#### What you need to do
Render the rows from the line containing "In the picture above, where can the corrugated" through the line containing "In the picture above, where can the distant", both included, as a JSON list of strings with one string per line and blank lines left out.

#### Records
--- Begin ---
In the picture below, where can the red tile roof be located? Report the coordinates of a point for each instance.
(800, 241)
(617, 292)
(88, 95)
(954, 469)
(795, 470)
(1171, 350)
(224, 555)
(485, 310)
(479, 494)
--- End ---
--- Begin ---
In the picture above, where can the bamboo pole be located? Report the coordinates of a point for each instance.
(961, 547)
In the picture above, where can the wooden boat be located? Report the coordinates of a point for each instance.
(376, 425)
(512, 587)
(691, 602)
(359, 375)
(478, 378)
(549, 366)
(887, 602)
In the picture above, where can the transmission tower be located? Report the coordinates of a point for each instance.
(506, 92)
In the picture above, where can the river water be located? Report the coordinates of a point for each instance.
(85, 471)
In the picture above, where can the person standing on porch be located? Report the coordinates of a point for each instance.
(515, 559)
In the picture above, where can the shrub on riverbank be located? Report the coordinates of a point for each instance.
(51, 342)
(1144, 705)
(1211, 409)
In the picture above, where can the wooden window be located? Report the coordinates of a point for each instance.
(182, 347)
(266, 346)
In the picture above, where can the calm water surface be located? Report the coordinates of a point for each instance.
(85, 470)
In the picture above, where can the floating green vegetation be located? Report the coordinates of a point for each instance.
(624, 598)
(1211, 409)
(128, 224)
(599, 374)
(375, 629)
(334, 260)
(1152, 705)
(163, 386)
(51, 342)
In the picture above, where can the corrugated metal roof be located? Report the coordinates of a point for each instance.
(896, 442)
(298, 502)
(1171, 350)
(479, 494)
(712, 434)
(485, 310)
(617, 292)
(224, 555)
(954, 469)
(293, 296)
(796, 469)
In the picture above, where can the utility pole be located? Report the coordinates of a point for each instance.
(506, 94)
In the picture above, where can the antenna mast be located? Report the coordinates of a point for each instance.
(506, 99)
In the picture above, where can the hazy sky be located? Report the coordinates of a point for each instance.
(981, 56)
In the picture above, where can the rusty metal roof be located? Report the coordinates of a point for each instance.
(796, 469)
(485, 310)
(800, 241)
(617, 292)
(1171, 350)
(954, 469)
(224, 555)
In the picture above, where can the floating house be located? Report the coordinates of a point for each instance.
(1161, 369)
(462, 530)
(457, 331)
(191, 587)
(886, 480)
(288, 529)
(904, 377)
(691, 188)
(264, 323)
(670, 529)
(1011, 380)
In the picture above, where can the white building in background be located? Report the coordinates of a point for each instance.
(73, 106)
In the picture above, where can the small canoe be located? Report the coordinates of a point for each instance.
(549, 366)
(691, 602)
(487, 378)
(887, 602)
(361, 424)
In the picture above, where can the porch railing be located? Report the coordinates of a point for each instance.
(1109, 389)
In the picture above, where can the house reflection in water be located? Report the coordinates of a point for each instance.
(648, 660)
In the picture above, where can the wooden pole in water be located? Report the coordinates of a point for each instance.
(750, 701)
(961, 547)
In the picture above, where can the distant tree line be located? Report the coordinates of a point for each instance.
--- End ---
--- Begin ---
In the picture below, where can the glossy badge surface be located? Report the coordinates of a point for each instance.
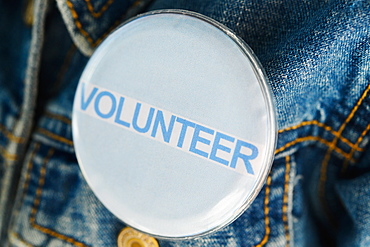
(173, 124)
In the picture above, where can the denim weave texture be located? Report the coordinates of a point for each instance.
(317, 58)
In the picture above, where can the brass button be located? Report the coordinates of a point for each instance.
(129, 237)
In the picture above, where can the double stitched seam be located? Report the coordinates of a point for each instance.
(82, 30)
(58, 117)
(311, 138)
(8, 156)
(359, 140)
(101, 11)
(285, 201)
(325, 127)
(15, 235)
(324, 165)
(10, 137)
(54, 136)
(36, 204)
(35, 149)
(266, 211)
--- End ---
#### The response
[
  "In the picture above, where can the corrugated metal roof be located? Report the coordinates of a point for each instance.",
  "(896, 442)",
  "(298, 502)",
  "(1171, 350)",
  "(479, 494)",
  "(712, 434)",
  "(485, 310)",
  "(617, 292)",
  "(224, 555)",
  "(954, 469)",
  "(293, 296)",
  "(796, 469)",
  "In the picture above, where can the utility pole be located? Report the coordinates of a point for each instance.",
  "(506, 94)",
  "In the picture above, where can the antenna mast be located? Report the coordinates of a point for each instance.",
  "(506, 99)",
  "In the picture above, where can the hazy sky be located? Report the coordinates of a point for each instance.",
  "(981, 56)",
  "In the picture above, where can the rusty metal roof be located? Report the coordinates of a point for each instance.",
  "(796, 469)",
  "(485, 310)",
  "(800, 241)",
  "(617, 292)",
  "(1171, 350)",
  "(954, 469)",
  "(224, 555)",
  "In the picture above, where can the floating house be located? Report the coordinates of a point for each instance.",
  "(1161, 369)",
  "(462, 530)",
  "(457, 331)",
  "(191, 587)",
  "(886, 480)",
  "(288, 529)",
  "(904, 377)",
  "(691, 188)",
  "(264, 323)",
  "(670, 529)",
  "(1011, 380)",
  "In the picture above, where can the white building in background be located? Report the coordinates of a point for each instance.",
  "(73, 106)",
  "In the picture above, where can the small canoe be located? Report the coordinates of a point for each instance.",
  "(549, 366)",
  "(691, 602)",
  "(487, 378)",
  "(887, 602)",
  "(361, 424)",
  "In the picture above, where can the porch railing be located? Report the coordinates of a point for each instance.",
  "(1109, 389)",
  "In the picture above, where can the house reflection in water be located? Report the coordinates of a point for each instance.",
  "(648, 660)",
  "In the picture above, where can the wooden pole in water be located? Report the coordinates of a point for each instance.",
  "(750, 701)",
  "(961, 547)",
  "In the picture above, where can the distant tree line be located? Report the coordinates of a point for each instance."
]